Instruction 1
According to the text on faceted search, how long may a facet name be?

Faceted search gives you the ability to attach categorical information to your documents. A facet is an attribute/value pair. For example, the facet named "size" might have values "small", "medium", and "large."
By using facets with search, you can retrieve summary information to help you refine a query and "drill down" into your results in a series of steps.
This is useful for applications like shopping sites, where you intend to offer a set of filters for customers to narrow down the products that they want to see.
The aggregated data for a facet shows you how a facet's values are distributed. For instance, the facet "size" may appear in many of the documents in your result set. The aggregated data for that facet might show that the value "small" appeared 100 times, "medium" 300 times, and "large" 250 times. Each facet/value pair represents a subset of documents in the query result. A key, called a refinement, is associated with each pair. You can include refinements in a query to retrieve documents that match the query string and that have the facet values corresponding to one or more refinements.
When you perform a search, you can choose which facets to collect and show with the results, or you can enable facet discovery to automatically select the facets that appear most often in your documents.
Adding facets to a document
Add facets to a document before you add the document to an index. Do this at the same time you specify the document's fields:
A facet is similar to a document field; it has a name, and takes one value.
Facet names follow the same rules as document fields: Names are case sensitive and can only contain ASCII characters. They must start with a letter and can contain letters, digits, or underscore. A name cannot be longer than 500 characters.
The value of a facet can be either an atomic string (no longer than 500 characters) or a number (a double precision floating point value between -2,147,483,647 and 2,147,483,647).
You can assign multiple values to a facet on one document by adding a facet with the same name and type many times, using a different value each time.
There is no limit to the number of values a facet can have. There is also no limit to the number of facets that you can add to a document or the number of uniquely-named facets in an index.
Note that each time you use a facet, it can take either an atomic or numeric value. A facet with the name "size" can be attached to one document with the string value "small" and another document with the numeric value 8. In fact, the same facet can appear multiple times on the same document with both kinds of values. We do not recommend using both atom and number values for the same facet, even though it is allowed.

Material for the task
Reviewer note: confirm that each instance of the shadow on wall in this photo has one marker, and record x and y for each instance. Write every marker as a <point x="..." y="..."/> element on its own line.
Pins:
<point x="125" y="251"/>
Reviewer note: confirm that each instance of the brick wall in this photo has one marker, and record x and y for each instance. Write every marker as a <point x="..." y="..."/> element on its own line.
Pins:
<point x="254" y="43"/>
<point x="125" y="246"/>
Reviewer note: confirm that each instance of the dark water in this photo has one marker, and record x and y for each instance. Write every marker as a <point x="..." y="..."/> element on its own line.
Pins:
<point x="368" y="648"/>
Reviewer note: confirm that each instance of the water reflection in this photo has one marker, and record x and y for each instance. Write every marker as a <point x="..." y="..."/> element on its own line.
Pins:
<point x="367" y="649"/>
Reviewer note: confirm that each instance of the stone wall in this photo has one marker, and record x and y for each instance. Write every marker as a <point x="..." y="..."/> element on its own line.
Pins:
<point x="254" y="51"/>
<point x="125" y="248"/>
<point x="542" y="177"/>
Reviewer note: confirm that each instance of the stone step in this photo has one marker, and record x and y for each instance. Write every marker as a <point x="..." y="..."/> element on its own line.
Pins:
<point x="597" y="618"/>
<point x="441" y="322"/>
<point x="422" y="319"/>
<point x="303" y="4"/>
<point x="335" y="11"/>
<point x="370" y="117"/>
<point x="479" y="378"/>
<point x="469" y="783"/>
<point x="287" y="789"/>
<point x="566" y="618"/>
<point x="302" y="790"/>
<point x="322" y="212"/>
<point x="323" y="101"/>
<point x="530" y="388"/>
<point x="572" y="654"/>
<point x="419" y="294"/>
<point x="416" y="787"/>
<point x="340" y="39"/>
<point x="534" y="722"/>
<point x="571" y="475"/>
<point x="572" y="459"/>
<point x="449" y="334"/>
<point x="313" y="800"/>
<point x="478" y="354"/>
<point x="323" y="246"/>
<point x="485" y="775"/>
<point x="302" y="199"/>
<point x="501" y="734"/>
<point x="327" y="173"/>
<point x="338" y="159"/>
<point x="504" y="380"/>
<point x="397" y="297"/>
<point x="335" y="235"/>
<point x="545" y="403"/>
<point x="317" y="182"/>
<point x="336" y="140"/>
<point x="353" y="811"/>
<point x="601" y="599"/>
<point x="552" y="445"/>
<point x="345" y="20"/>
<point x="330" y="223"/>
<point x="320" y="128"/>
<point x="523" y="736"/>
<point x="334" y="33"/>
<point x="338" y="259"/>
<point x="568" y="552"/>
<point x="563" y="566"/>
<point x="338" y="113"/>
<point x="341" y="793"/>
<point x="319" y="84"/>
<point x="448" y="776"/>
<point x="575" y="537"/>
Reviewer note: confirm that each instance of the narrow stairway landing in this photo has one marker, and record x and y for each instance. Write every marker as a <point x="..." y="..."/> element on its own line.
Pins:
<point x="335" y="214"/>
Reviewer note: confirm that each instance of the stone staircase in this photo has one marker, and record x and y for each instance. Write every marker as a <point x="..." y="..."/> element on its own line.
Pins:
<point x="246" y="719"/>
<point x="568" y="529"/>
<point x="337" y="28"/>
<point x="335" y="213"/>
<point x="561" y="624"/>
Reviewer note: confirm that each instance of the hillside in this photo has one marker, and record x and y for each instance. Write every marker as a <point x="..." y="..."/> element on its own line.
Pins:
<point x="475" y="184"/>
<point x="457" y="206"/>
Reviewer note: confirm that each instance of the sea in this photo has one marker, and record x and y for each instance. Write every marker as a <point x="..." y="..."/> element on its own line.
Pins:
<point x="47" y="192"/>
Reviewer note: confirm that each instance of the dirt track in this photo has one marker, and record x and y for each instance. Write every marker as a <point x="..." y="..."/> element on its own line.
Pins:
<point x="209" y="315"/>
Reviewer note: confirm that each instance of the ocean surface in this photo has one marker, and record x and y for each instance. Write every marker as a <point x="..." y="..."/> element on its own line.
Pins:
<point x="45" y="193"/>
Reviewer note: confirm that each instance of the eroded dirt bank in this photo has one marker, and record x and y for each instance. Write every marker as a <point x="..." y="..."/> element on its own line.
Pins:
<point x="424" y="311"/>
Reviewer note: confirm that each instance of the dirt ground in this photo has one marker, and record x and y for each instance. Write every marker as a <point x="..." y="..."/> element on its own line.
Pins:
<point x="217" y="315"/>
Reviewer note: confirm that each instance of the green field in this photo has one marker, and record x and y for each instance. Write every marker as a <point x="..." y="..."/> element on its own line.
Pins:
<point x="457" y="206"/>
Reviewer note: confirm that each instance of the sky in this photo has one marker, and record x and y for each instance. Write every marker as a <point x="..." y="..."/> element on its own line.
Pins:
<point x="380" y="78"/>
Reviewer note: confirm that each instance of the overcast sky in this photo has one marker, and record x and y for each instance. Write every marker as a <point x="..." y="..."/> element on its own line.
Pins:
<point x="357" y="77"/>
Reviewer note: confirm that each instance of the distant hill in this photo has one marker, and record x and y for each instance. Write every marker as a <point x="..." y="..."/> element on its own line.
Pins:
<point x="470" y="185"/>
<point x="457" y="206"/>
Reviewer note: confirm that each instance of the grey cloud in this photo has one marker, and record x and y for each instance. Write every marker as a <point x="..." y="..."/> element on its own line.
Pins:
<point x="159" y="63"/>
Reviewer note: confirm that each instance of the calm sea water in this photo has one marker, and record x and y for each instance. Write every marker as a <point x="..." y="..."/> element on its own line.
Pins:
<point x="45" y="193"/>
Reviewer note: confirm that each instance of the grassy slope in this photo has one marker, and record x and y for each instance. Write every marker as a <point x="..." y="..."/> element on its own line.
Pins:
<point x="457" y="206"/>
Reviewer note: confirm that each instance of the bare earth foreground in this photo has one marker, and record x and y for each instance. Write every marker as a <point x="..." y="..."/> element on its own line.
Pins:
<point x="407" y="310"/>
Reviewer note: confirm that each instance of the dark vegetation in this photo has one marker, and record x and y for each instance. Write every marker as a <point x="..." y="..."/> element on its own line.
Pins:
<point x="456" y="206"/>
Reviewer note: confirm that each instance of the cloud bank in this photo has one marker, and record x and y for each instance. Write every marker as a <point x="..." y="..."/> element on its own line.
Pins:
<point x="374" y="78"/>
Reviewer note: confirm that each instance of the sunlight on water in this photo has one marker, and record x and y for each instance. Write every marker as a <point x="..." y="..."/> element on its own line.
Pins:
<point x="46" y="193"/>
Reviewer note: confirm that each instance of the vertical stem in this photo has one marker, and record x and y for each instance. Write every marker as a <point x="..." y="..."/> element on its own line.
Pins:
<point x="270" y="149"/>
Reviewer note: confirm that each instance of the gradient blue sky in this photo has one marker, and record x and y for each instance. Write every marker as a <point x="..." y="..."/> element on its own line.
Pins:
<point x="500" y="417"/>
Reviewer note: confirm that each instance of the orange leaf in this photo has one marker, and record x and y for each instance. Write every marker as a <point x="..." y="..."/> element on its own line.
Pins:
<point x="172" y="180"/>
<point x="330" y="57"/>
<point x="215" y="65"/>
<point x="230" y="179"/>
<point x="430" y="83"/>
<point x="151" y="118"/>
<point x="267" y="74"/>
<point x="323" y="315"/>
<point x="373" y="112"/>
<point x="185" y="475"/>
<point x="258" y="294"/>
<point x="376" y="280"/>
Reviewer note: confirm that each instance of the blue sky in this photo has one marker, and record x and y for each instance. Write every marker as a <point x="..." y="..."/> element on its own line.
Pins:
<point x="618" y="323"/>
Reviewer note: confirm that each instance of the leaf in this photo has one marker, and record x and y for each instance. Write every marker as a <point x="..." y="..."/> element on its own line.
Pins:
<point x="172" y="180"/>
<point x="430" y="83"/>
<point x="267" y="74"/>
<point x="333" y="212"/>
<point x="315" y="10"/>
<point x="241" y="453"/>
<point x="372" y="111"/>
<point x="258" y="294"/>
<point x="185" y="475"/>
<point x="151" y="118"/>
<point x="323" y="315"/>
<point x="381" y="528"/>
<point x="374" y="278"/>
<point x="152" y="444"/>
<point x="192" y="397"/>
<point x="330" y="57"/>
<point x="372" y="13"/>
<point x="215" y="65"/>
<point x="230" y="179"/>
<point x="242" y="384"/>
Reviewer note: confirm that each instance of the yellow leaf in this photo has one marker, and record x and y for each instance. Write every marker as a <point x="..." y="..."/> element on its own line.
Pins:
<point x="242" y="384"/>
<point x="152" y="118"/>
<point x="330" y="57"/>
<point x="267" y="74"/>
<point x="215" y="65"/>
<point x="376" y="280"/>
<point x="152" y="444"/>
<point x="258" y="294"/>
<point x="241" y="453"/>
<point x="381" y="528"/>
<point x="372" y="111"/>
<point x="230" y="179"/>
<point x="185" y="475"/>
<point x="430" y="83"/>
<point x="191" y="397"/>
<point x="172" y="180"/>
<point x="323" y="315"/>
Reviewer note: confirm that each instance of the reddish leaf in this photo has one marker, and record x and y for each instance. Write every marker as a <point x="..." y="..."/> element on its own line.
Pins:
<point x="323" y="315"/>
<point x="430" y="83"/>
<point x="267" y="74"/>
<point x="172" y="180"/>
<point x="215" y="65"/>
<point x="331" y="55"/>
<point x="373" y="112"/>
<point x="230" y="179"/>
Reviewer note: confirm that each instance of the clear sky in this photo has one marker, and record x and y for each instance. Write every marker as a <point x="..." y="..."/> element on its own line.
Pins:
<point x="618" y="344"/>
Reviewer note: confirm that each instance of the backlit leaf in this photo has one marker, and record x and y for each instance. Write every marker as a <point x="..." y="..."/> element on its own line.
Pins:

Instruction 2
List every line of the rows above that contains the string "slope", treating case as significant.

Task result 1
No longer than 500 characters.

Task result 2
Reviewer note: confirm that each instance of the grassy slope in this photo has one marker, and record x and y for each instance. Write every marker as a <point x="..." y="..."/> element on its own line.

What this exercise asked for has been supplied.